>> Begin Text

Saturday, August 9, 2014

The Gentrification Of Black Creative Output

Part 2

In his book African Art in Transit (1994), Christopher B. Steiner discusses the perceptual shift of art into commodity, which he believes changes the spirit of the art as well as the social life of the artists. Because of the growing international trade in beautiful, non-traditional versions of black ancestral art forms, there is an emergence of predominantly decorative art of ‘African’ decent, and there is mounting debate on the ethics of making such modified forms of the black art aesthetic to meet non-black consumer demand.

“Important also is a new cross-fertilization between visual cultures that once were in conflict, but currently service one another”.
Using an analogy of Ndebele wall art, Steiner shines a light on what now includes stylized images of airplanes and light bulb fixtures, while current Coca-Cola cans and British Airways airplane tails display Ndebele abstract patterns, and de Beers produces pseudo-Ndebele beaded collars from precious gems. The mainstream has found the Ndebele and neither community remains the same.

Undeniably, of all the indigenous art-forms from Southern Africa that is most commodified is the Ndebele art aesthetic. This commodification has implied numerous streamlined stylizations which has fossilised the art-form’s expansion and evolution towards the satisfaction of western stratified tastes. This assimilation spans from fashion, decorative arts and has even adapted to a number of local cultures, but the sad truth has been the elimination of the spiritual dimension attached to these indigenous art practices.

Indigenous art practices which are and should remain familial activities, often practiced during initiation processes conducted by various communities, now serves only as an aesthetic commodity, an economic bridge upon which western mainstream design decisions are impacted upon a world of indigenous cultures .

>> End Text
>> Begin Listed entries

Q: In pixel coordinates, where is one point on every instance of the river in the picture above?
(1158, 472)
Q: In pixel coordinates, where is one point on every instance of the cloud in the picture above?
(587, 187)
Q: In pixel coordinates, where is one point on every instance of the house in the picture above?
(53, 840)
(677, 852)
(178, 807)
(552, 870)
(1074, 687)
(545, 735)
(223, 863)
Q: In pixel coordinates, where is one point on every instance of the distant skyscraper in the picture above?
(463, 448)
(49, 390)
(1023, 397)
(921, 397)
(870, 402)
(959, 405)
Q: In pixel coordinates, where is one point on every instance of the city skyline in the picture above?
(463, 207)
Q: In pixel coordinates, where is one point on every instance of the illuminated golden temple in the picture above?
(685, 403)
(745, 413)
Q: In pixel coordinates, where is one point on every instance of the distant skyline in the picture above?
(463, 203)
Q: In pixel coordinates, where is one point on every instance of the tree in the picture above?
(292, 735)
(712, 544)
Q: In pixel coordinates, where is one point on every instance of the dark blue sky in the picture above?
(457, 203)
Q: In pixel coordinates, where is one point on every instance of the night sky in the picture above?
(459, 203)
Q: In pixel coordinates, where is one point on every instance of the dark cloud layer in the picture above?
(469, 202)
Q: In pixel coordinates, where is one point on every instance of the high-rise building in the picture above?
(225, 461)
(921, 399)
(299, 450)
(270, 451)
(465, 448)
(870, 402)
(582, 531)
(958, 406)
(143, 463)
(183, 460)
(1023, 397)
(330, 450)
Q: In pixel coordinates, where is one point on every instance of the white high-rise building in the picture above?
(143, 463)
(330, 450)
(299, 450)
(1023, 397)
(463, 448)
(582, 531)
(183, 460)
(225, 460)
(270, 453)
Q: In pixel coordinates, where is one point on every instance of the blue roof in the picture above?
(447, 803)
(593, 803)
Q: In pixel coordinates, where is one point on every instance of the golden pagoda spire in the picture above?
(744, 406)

>> End Listed entries

Exercise requirements
A: From the article on Black creative output above, extract the passage between "Saturday, August 9, 2014" and "non-black consumer demand.", inclusive.
B: Answer these questions using the article on Black creative output above:
(i) In what year was African Art in Transit published?
(ii) Which company produces pseudo-Ndebele beaded collars from precious gems?
(iii) According to the article, what has been eliminated through the assimilation of the Ndebele art aesthetic?
C: Continue the article on Black creative output from its final sentence.

Expected outputs
A:
Saturday, August 9, 2014

The Gentrification Of Black Creative Output

Part 2

In his book African Art in Transit (1994), Christopher B. Steiner discusses the perceptual shift of art into commodity, which he believes changes the spirit of the art as well as the social life of the artists. Because of the growing international trade in beautiful, non-traditional versions of black ancestral art forms, there is an emergence of predominantly decorative art of ‘African’ decent, and there is mounting debate on the ethics of making such modified forms of the black art aesthetic to meet non-black consumer demand.

B:
(i) 1994
(ii) de Beers
(iii) The spiritual dimension attached to these indigenous art practices

C:
The convergence of western aesthetics with Ndebele indigenous modes of a spiritualised art has, for instance, somewhat presented a complimentary diversity which is certainly a feat of genius from the black creative aesthetic point of view.
But, does this convergence of an indigenous worldview and visual culture with western worldviews hold the greatest promise for stimulating the resurgent forces that can play a lead role in reclaiming, renewing and revitalizing the responsibility of black art as whole for its practitioners, resources, economies and consumptive communities?

Recurring negative feedback in the relationships with the external forces of western financing, has posed certain concerns for black creative practitioners who now have to contend with a possible extermination of their indigenous aesthetic that has for centuries formed their innate visual culture and worldviews. The assimilation of western worldviews is not solely to blame for the disconnection the art seems to exhibit towards the real lives of the communities of under-privileged and marginalised, as a matter of fact the convergence has had some positive results for a few artists from the black community.


But the positives are too scantily scattered along a perilous road towards reclamation and revitalization of black indigenous artistic practices.